**Data section**

━━━━━━

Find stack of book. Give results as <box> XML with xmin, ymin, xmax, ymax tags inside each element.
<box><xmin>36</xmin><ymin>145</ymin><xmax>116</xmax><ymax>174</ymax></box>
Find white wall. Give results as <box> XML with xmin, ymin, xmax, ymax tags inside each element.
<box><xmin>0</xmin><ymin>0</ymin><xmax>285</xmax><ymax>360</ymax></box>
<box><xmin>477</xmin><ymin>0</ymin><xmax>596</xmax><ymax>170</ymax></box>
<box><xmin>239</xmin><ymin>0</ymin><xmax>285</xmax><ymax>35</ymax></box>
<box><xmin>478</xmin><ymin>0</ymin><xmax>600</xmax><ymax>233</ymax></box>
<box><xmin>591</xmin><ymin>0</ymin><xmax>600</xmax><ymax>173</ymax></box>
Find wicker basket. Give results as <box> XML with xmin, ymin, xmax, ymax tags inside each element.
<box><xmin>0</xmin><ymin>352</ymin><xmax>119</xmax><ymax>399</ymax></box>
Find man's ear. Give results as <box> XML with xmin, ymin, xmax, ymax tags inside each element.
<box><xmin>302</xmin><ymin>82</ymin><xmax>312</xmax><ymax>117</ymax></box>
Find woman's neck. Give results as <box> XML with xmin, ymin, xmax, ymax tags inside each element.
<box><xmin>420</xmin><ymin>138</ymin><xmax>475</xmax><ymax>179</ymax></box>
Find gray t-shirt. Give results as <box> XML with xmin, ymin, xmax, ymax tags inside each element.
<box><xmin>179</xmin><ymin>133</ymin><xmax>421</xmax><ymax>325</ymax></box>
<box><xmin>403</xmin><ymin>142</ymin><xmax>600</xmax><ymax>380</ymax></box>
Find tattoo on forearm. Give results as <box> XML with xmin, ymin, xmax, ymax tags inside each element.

━━━━━━

**Task to complete**
Extract all of the data above without altering anything.

**Answer to this problem**
Find stack of book. Give results as <box> XML with xmin, ymin, xmax, ymax tags inside each element.
<box><xmin>36</xmin><ymin>145</ymin><xmax>116</xmax><ymax>174</ymax></box>
Find white wall. Give results as <box> XML with xmin, ymin, xmax, ymax tags inside each element.
<box><xmin>0</xmin><ymin>0</ymin><xmax>285</xmax><ymax>360</ymax></box>
<box><xmin>477</xmin><ymin>0</ymin><xmax>596</xmax><ymax>170</ymax></box>
<box><xmin>239</xmin><ymin>0</ymin><xmax>285</xmax><ymax>35</ymax></box>
<box><xmin>478</xmin><ymin>0</ymin><xmax>600</xmax><ymax>233</ymax></box>
<box><xmin>591</xmin><ymin>0</ymin><xmax>600</xmax><ymax>173</ymax></box>
Find wicker basket. Give results as <box> XML with xmin, ymin, xmax, ymax tags inside each element.
<box><xmin>0</xmin><ymin>352</ymin><xmax>119</xmax><ymax>399</ymax></box>
Find man's ear. Give results as <box> XML with xmin, ymin, xmax, ymax tags inside each element.
<box><xmin>302</xmin><ymin>82</ymin><xmax>312</xmax><ymax>117</ymax></box>
Find woman's neck. Give results as <box> XML with xmin, ymin, xmax, ymax tags inside each element.
<box><xmin>420</xmin><ymin>138</ymin><xmax>475</xmax><ymax>179</ymax></box>
Find gray t-shirt. Give results as <box> XML with xmin, ymin, xmax, ymax tags inside each element.
<box><xmin>179</xmin><ymin>133</ymin><xmax>421</xmax><ymax>325</ymax></box>
<box><xmin>403</xmin><ymin>142</ymin><xmax>600</xmax><ymax>380</ymax></box>
Find tattoo on forearm. Give results as <box> XML with xmin, ymin, xmax, ymax tags inside each element.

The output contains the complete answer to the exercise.